Return every line of the listing below that contains the word "shirt".
— BEGIN Data entries —
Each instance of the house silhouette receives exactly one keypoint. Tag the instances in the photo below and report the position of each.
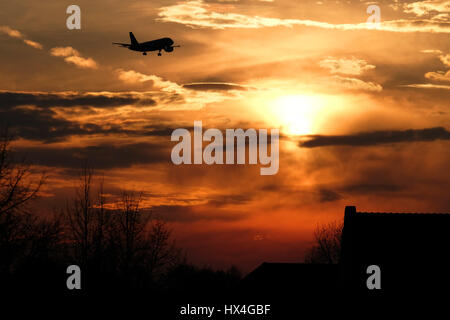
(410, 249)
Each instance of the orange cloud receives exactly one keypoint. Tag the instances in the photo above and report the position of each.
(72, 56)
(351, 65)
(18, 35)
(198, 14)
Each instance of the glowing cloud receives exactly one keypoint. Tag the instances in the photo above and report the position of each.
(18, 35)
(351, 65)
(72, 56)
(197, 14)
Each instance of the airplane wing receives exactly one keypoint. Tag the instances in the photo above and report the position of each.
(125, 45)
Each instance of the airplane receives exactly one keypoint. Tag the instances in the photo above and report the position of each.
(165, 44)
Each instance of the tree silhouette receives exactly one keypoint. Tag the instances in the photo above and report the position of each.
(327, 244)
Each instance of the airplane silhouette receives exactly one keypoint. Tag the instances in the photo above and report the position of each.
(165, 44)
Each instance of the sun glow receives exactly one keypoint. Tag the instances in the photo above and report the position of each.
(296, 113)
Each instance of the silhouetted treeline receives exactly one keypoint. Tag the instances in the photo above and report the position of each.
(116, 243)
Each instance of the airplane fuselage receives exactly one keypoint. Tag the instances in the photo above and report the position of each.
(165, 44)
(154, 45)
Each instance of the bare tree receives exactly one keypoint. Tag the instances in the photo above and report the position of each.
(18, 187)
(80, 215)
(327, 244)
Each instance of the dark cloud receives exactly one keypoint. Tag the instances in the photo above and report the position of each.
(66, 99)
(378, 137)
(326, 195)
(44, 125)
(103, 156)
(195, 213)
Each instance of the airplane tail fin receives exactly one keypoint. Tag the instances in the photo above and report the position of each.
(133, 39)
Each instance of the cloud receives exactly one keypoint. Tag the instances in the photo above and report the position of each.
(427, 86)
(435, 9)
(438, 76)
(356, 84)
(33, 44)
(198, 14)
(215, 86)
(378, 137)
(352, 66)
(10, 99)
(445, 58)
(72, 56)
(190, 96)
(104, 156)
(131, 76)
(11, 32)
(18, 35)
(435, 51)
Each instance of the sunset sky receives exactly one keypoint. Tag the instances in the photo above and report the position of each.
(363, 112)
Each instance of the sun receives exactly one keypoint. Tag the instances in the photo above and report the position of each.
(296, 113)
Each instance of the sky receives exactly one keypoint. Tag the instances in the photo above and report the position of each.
— END Data entries —
— BEGIN Data entries —
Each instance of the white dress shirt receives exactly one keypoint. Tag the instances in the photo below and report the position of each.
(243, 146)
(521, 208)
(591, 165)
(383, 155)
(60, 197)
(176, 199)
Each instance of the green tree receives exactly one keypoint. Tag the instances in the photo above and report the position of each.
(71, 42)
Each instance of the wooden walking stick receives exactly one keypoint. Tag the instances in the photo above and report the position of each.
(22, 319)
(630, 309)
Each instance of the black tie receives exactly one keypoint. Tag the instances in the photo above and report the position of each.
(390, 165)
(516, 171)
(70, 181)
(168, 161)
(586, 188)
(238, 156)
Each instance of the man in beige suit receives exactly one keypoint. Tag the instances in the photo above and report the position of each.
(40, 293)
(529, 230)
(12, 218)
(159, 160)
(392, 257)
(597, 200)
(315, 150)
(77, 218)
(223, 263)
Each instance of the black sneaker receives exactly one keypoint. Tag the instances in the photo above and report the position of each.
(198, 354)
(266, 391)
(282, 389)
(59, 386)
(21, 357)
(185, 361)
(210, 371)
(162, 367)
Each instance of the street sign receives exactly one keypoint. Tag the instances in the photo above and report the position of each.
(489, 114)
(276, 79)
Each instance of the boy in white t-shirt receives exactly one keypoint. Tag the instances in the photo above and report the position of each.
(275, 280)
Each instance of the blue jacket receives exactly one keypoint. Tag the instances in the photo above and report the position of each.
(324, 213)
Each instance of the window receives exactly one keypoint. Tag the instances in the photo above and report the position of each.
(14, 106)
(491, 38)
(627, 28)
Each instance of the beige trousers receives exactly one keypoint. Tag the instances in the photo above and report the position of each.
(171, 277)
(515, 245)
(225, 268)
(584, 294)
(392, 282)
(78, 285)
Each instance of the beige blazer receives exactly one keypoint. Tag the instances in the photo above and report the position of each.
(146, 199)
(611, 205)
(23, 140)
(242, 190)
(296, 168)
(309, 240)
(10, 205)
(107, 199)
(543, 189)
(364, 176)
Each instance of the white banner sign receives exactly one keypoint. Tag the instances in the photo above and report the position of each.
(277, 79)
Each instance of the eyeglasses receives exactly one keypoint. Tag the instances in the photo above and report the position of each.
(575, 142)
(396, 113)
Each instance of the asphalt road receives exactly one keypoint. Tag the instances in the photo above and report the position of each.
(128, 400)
— END Data entries —
#### [Finished task]
Each instance of the white dress shirt receives exactly one keypoint. Tag the instances in the photo below and report the position of each.
Each instance of the boy in white t-shirt receives exactly one keypoint. Tag the instances in the photo above and report the position of each.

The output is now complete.